Text section ::
They have been loading up heavily on downside protection at levels not seen in five years, according to VanEck’s latest Bitcoin ChainCheck report.

Last month, the put-to-call ratio — a gauge of bearish versus bullish bets — peaked at 0.84 and averaged 0.77. That’s the highest level since June 2021, and is among the 9% most bearish periods since mid-2019. Bitcoin options open interest is at around $33 billion.

Translation: investors are buying way more protection against Bitcoin falling than they are betting on the asset rising.

Puts function as insurance against price drops, giving investors the right to sell Bitcoin at a specific price even if it crashes below that level. Calls, by contrast, give investors the right to buy Bitcoin at a fixed price even if the asset rallies above it.

And unlike retail investors who mostly buy and sell spot Bitcoin, options markets are dominated by institutional players who use derivatives to bet whether an asset is going to rise or fall. So when a put-to-call ratio rises to extreme levels like 0.84, it signals that professional investors are paying premium prices for downside protection rather than betting on a true recovery.

VanEck’s analysis comes just as Bitcoin gets rattled amid another escalation of force in the war between Iran, Israel and the US. The top crypto dropped to around $69,000 during the evening hours of March 18.

Extreme defensiveness

When put-to-call ratios are high, they signal two possible scenarios.

Task to complete ::
Carry on the Bitcoin options passage from its final sentence, "When put-to-call ratios are high, they signal two possible scenarios."

Mask labeling examples ::
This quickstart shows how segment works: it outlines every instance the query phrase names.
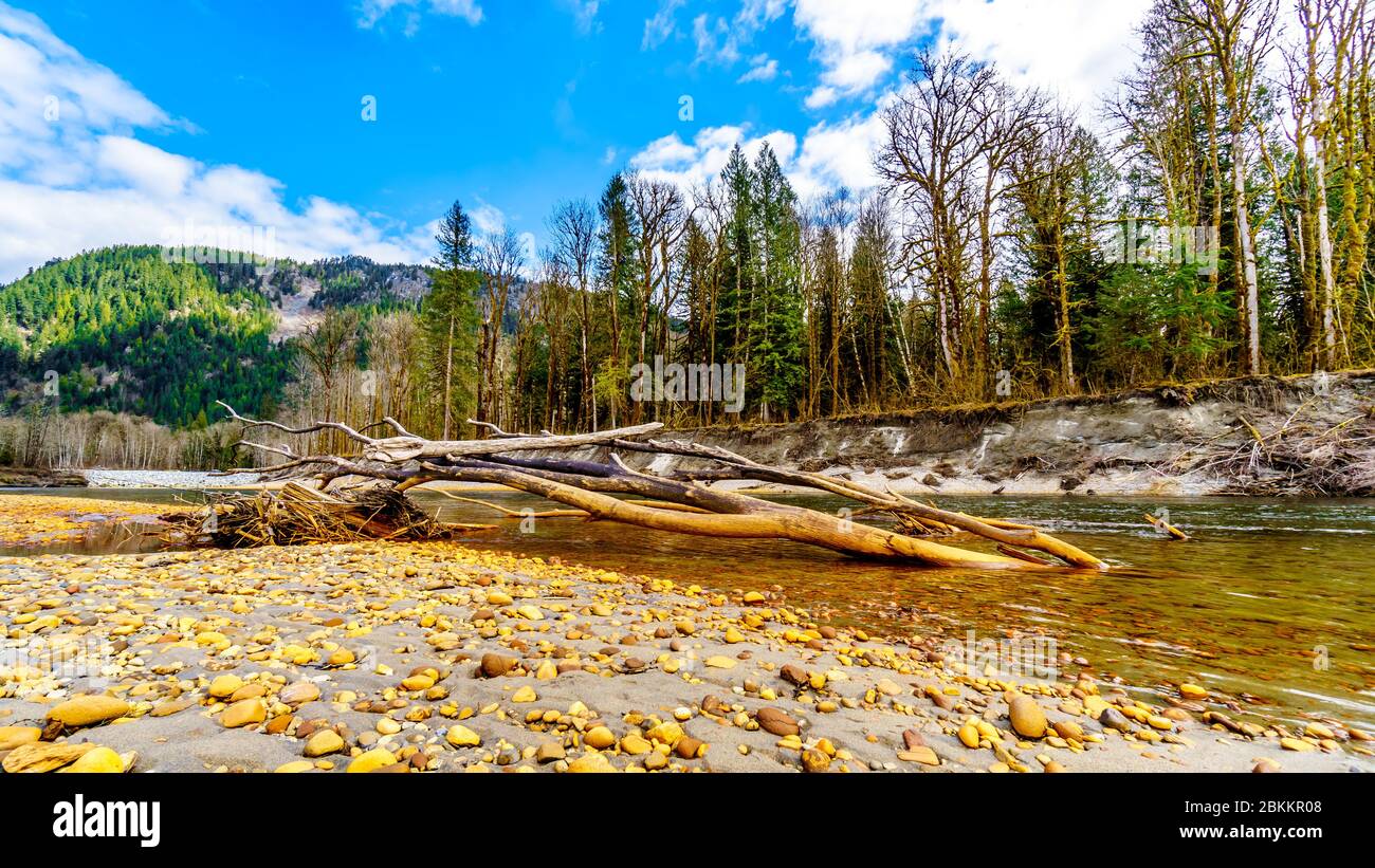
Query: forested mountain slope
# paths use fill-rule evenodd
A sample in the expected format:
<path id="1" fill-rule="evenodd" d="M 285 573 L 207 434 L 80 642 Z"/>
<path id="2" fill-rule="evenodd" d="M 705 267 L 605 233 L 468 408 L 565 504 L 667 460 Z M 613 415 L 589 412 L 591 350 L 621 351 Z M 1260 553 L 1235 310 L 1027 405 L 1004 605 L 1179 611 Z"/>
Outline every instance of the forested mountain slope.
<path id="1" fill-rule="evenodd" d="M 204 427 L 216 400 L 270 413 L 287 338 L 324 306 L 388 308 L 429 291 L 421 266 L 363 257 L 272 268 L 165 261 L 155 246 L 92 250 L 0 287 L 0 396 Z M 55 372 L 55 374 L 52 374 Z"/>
* * *
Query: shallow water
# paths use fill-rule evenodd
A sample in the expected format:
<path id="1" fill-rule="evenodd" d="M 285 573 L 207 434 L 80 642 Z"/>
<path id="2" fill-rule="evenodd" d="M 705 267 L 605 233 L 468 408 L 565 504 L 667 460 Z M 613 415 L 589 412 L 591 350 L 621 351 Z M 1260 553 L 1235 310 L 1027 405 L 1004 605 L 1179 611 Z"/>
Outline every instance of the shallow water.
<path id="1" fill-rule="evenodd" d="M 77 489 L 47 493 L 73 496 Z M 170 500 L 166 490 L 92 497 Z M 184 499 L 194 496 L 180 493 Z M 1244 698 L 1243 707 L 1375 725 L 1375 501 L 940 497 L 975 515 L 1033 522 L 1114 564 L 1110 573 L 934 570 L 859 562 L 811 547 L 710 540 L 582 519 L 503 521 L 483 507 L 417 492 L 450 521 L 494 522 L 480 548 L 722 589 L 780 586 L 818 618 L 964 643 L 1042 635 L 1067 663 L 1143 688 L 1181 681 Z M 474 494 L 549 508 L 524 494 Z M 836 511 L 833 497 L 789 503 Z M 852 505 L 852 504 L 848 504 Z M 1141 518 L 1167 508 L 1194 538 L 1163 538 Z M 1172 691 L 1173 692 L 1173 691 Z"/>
...
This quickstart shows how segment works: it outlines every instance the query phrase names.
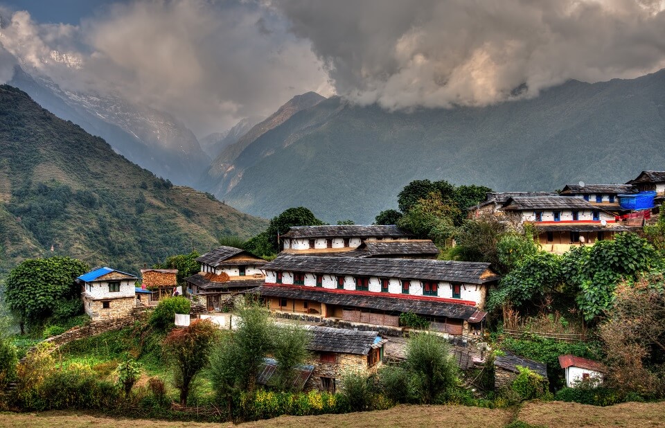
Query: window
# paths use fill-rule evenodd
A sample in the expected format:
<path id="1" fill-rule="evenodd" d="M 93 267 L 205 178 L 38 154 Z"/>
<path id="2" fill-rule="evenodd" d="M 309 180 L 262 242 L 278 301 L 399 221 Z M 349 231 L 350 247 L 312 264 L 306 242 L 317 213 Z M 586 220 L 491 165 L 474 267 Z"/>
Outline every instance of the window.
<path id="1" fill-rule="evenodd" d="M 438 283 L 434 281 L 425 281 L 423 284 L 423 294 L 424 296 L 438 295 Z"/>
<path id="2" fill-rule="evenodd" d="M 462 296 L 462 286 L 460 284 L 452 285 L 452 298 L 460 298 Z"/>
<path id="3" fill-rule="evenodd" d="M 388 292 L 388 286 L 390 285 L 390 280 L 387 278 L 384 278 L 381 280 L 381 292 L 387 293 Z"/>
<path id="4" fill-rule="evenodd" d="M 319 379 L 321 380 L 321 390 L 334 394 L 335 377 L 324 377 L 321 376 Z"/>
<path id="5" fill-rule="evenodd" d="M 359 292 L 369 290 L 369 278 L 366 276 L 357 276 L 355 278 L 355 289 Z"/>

Output for this exercise ::
The first scenario is that peak fear tends to mark the bottom. When everyone is positioned for more downside, it can signal capitulation.

Take the last time the ratio hit last month’s levels. In June 2021, right after China had banned Bitcoin mining. Bitcoin crashed to $30,000 from $64,000. Just a few months later, it bottomed near $29,000 before rising again to $60,000 in November.

Then there’s a second scenario: institutions see what’s coming. When investors are willing to pay elevated premiums for puts — and VanEck noted that this premium has reached record levels — it suggests they expect more pain ahead.

Meanwhile, today’s levels sit in the 91st percentile historically. That means in 91% of periods since mid-2019, options traders were less bearish than they are right now.

Piling into puts

There’s another particularly striking situation that’s playing out.

Even as options traders keep piling into puts, other sectors of the markets are cooling down, noted VanEck.

Futures funding rates — essentially the cost of borrowing money to bet on Bitcoin rising — dropped, while realised volatility fell, and the spot market has also stabilised some.

It’s one thing for retail investors to panic during a crash. But it’s another thing entirely for institutional options traders to maintain extreme defensiveness even as volatility drops and prices stabilise.

Either they are all wrong and are about to get caught flat-footed by a Bitcoin rally, or they’re seeing something in the macro environment — which could range from an escalation of the conflict in the Middle East, some sort of regulatory risk, or concerns around liquidity — that justifies paying historically high premiums for protection against another crash.